Rows from a dataset
****************

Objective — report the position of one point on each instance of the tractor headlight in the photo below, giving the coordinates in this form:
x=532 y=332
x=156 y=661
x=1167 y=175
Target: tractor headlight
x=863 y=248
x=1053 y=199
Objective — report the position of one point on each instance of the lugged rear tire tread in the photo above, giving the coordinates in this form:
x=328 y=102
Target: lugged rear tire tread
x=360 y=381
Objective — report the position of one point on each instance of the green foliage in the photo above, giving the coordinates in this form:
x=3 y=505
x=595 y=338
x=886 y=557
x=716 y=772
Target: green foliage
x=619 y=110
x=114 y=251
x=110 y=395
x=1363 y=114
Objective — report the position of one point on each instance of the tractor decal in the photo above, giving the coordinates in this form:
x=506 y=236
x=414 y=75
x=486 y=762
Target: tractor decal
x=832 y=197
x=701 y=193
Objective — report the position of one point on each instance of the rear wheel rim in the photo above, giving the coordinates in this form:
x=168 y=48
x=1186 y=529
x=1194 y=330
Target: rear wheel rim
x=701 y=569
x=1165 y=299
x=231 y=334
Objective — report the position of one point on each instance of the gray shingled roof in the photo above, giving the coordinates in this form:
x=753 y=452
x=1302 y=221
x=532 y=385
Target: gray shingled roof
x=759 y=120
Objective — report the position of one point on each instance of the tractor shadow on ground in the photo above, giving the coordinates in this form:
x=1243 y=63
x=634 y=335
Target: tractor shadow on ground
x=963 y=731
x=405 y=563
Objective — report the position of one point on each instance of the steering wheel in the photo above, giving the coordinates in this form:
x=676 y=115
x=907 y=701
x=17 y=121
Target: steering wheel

****************

#### TASK BRIEF
Rewrite all of the records, changing every "Objective" to "Goal" and leaving everything else as it is.

#### RIGHT ANSWER
Goal — report the position of one point on each instance of the tractor headlight in the photo below, giving the coordinates in this form:
x=532 y=332
x=156 y=661
x=1167 y=175
Target: tractor headlight
x=863 y=248
x=1053 y=199
Goal — report the position of one point on each instance of the lugged rear tire tread in the photo above, giving the coordinates in this form:
x=328 y=102
Target: lugged rear tire tread
x=360 y=381
Goal — report the position of one point on each instance of the green foliage in the photo above, giving the coordinates in this form:
x=3 y=505
x=595 y=338
x=886 y=557
x=716 y=772
Target: green foliage
x=619 y=110
x=114 y=251
x=110 y=395
x=1363 y=114
Goal — report the position of one point on each instance of the tractor decal in the photo above, giving the coordinates in this form:
x=506 y=236
x=414 y=75
x=486 y=762
Target: tractor decal
x=832 y=197
x=701 y=193
Goal — report the position of one point on each instance of the rear wheel rim in the photo above, giving the coordinates in this form:
x=168 y=48
x=1186 y=529
x=1194 y=330
Target: rear wheel rim
x=701 y=569
x=1165 y=299
x=231 y=334
Goal — report the position of one point on each instance of the gray shingled roof in the photo above, giving the coordinates in this form:
x=753 y=452
x=1302 y=221
x=532 y=385
Target: gray shingled roof
x=759 y=120
Goal — report the position of one point on each instance of the tractor shadow on ground in the photo above, giving the coordinates in this form:
x=1243 y=63
x=634 y=335
Target: tractor shadow on ground
x=963 y=731
x=405 y=563
Goal — report the position of one point on each instance of the steering wheel in the photo above, giving the coordinates in this form:
x=676 y=115
x=907 y=701
x=17 y=121
Target: steering wheel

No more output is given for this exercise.